目標 1 —
秋山竜次へのインタビュー記事について、次の問いに答えてください。
(a) 『クリエイターズ・ファイル』の発端となったフリーペーパーの名前は何ですか。
(b) 秋山さんが2月に出演した公演の会場はどこですか。
(c) 秋山さんは『IPPONグランプリ』で何度優勝していますか。

提供テキスト —
##############################

芸人と一言で言っても、コントに強い人、一発芸で通す人、漫才で勝負する人など様々なタイプがある。特徴や性質はいずれかに偏っていることが多く、オールジャンルでカバーできる芸人は、ほんの一握りといえよう。その才能を持つのが、フリーペーパー『honto+』に端を発した『クリエイターズ・ファイル』で一大ムーブメントを巻き起こした秋山竜次(ロバート)だ。架空のクリエイターを自由自在に扮し、見るものの度肝を抜いた秋山が、8月に台本なしのエンターテインメントショー『THE EMPTY STAGE』に出演するというので、話を聞きに行ってみた。
――今回、『即興』をテーマにした「One-Man Talk Show(一人喋りショー)」にご出演されるわけですが、本年2月にも同じ公演に出演されていますよね?
出ました。普通のお笑いライブと違って、「BENOA銀座店」というシャレた場所でやるからか、お客さんもドレスアップして来られるんです。「どうお酒に合うトークをしてくださるの?」という圧を勝手に感じたので、ちょっと緊張しましたよ。話そうと思っていたことを最初の10分で話し終わってしまい、後半10分くらい「やべ、まじどうしようかな」ってなって。そのときに絞り出す感じとか、ワクワクするんですけどね。
――ピンチではなく、ワクワクという表現なんですね。
そうですね。基本的にはそんなに用意はしていないんです。何となくお客さんにお題をもらうこともありますし、横にピアノの方がいらしてずっとムーディなBGMを流してくれているんで、音楽に合わせてちょっと軽く歌ったりとかもありですから。本当はお面とか音楽とか用意したいんですけど、この公演ではやってはいけないルールなので。8月だから、肌の焼け具合もいいと思うんですけどねえ。誰かお客さんがお面を持っていれば、やってもいいってことにならないかなあ?
――体物まねですよね(笑)。実際にお会いすると秋山さん、思った以上に黒いので本家より黒いのでは、と思いました。
いや、それが梅宮(辰夫)さんはもっと黒いんですよ。いつも相手にならないくらいの黒さなんですよ。沈着しちゃってるんでしょうね。ニュージーランドで、しょっちゅう釣りをやっている人とは訳が違いますね。
――秋山さんは体物まねの一発芸もできますし、もともとはコントで名を馳せていますよね。一方で、『IPPONグランプリ』では2度優勝もしていて大喜利にも強いと、まさにお笑い能力がオールマイティなのですが、特に強い分野は何ですか?

##############################

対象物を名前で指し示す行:
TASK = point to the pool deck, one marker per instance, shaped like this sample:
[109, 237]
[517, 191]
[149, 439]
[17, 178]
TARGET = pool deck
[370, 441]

##############################

目標 2 — 上の「対象物を名前で指し示す行」を、一行も省かずにそのまま書き出してください。

解答 1 —
(a) 『honto+』です。
(b) BENOA銀座店です。
(c) 2度です。

解答 2 —
TASK = point to the pool deck, one marker per instance, shaped like this sample:
[109, 237]
[517, 191]
[149, 439]
[17, 178]
TARGET = pool deck
[370, 441]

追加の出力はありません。